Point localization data
+ + + +
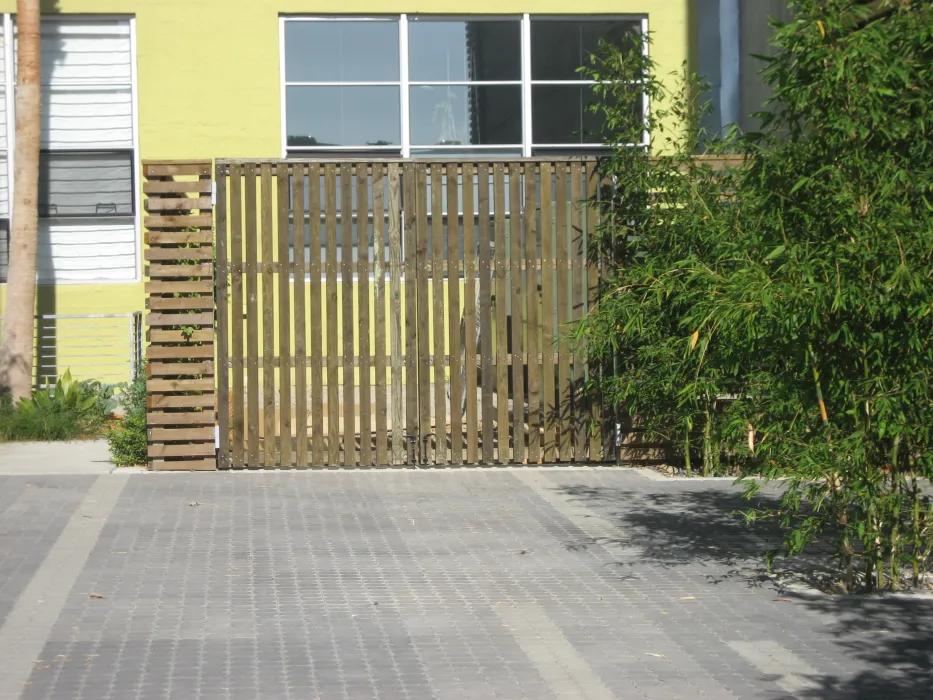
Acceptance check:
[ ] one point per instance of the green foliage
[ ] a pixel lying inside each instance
(68, 410)
(798, 285)
(128, 440)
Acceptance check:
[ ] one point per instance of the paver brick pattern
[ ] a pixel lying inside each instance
(442, 584)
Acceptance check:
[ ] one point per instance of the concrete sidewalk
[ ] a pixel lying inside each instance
(55, 458)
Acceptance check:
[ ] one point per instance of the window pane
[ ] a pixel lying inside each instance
(558, 48)
(560, 112)
(464, 51)
(86, 184)
(343, 116)
(341, 51)
(461, 114)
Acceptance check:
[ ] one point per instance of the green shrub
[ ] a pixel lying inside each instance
(128, 440)
(66, 411)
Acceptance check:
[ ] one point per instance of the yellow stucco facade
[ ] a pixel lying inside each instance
(208, 82)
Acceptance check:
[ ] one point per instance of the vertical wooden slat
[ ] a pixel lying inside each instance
(590, 260)
(531, 336)
(362, 266)
(223, 324)
(547, 311)
(563, 314)
(333, 400)
(395, 313)
(502, 368)
(316, 312)
(485, 313)
(283, 270)
(236, 313)
(269, 446)
(423, 351)
(411, 300)
(347, 321)
(437, 292)
(379, 250)
(252, 321)
(453, 315)
(577, 253)
(301, 369)
(469, 320)
(518, 301)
+ + + +
◆ **Work to complete**
From the records above, how many lines include the word "green"? Only the number is wanted.

◆ **Answer below**
2